→ **What to work on**:
Answer these questions from the module-loading text:
1. When a pure Python module is reloaded, what happens to its non-colliding attributes?
2. The quoted section "Multiple modules in one library" says its mechanism can currently be used to do what, but not what?
3. On platforms that support symbolic links, what can they be used for?

→ **Text section**:
Keep in mind the semantics of reload for pure Python modules.  The
module is executed into the existing namespace, overwriting the loaded
namespace but leaving non-colliding attributes alone.  While the
semantics for reloading an extension/builtin/frozen module are
currently basic (i.e. a no-op), there may well be room to support
reload behavior that mirrors that of pure Python modules without
needing to reload an SO file.  I would expect either the behavior of
exec to get repeated (tricky due to "hidden" module state?) or for
there to be a "reload" slot that would mirror Py_mod_exec.

At the same time, one may argue that reloading modules is not
something to encourage. :)

>
>
> Multiple modules in one library
> -------------------------------
>
> To support multiple Python modules in one shared library, the library can
> export additional PyInit* symbols besides the one that corresponds
> to the library's filename.
>
> Note that this mechanism can currently only be used to *load* extra modules,
> but not to *find* them.

What do you mean by "currently"?

It may also be worth tying the above statement with the following
text, since the following appears to be an explanation of how to
address the "finder" caveat.

>
> Given the filesystem location of a shared library and a module name,
> a module may be loaded with::
>
>     import importlib.machinery
>     import importlib.util
>     loader = importlib.machinery.ExtensionFileLoader(name, path)
>     spec = importlib.util.spec_from_loader(name, loader)
>     module = importlib.util.module_from_spec(spec)
>     loader.exec_module(module)
>     return module
>
> On platforms that support symbolic links, these may be used to install one
> library under multiple names, exposing all exported modules to normal
> import machinery.

→ **Records**:
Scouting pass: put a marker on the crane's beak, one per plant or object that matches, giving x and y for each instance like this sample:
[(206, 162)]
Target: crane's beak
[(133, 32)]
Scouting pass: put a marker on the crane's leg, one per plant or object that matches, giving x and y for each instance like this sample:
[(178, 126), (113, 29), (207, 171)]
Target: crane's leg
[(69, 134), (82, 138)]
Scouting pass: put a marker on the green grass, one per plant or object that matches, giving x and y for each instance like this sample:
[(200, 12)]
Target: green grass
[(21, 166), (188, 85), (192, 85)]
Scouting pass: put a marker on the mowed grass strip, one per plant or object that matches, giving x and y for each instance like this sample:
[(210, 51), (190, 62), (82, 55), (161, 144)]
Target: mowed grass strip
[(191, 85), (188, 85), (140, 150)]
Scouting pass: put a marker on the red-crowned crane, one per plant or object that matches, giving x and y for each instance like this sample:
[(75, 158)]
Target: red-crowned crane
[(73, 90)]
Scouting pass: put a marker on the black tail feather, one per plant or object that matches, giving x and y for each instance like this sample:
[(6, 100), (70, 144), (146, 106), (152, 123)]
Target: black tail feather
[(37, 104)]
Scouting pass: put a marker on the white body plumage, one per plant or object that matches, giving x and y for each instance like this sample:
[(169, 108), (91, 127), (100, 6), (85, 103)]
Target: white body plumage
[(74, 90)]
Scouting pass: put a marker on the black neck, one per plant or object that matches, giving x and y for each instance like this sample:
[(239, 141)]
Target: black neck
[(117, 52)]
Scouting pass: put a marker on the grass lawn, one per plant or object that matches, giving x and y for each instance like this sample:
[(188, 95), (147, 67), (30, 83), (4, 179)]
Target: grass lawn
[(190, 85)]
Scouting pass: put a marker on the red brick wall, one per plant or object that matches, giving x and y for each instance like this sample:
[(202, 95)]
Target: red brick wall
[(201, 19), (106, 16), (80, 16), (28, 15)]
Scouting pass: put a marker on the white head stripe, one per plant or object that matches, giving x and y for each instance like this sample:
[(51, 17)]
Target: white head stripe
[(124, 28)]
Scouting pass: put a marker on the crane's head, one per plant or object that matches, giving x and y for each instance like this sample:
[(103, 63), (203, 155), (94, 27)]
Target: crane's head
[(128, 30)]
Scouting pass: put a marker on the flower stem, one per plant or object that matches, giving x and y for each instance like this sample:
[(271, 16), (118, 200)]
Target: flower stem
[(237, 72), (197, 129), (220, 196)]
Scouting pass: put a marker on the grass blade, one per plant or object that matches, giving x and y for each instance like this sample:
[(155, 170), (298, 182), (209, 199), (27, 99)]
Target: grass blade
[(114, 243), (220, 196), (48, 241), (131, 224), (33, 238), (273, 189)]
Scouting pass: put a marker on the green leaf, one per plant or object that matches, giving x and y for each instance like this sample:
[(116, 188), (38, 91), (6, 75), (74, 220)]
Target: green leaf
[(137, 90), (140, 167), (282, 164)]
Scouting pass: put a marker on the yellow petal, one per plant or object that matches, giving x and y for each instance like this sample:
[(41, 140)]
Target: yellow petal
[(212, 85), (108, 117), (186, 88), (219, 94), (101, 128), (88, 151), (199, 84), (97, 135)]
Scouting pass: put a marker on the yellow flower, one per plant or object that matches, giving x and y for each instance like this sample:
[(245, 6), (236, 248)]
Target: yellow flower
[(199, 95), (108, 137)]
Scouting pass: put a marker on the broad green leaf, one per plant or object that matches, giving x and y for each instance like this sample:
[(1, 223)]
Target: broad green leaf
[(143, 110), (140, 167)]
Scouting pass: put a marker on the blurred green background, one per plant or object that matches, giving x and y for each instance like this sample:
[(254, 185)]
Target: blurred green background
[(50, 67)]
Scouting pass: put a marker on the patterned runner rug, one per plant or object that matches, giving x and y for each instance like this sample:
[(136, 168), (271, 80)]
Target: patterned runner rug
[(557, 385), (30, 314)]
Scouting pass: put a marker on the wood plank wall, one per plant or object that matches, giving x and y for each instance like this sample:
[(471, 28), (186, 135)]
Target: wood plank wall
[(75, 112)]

→ **Exercise solution**:
1. They are left alone.
2. It can be used to load extra modules, but not to find them.
3. They can be used to install one library under multiple names, which exposes all exported modules to normal import machinery.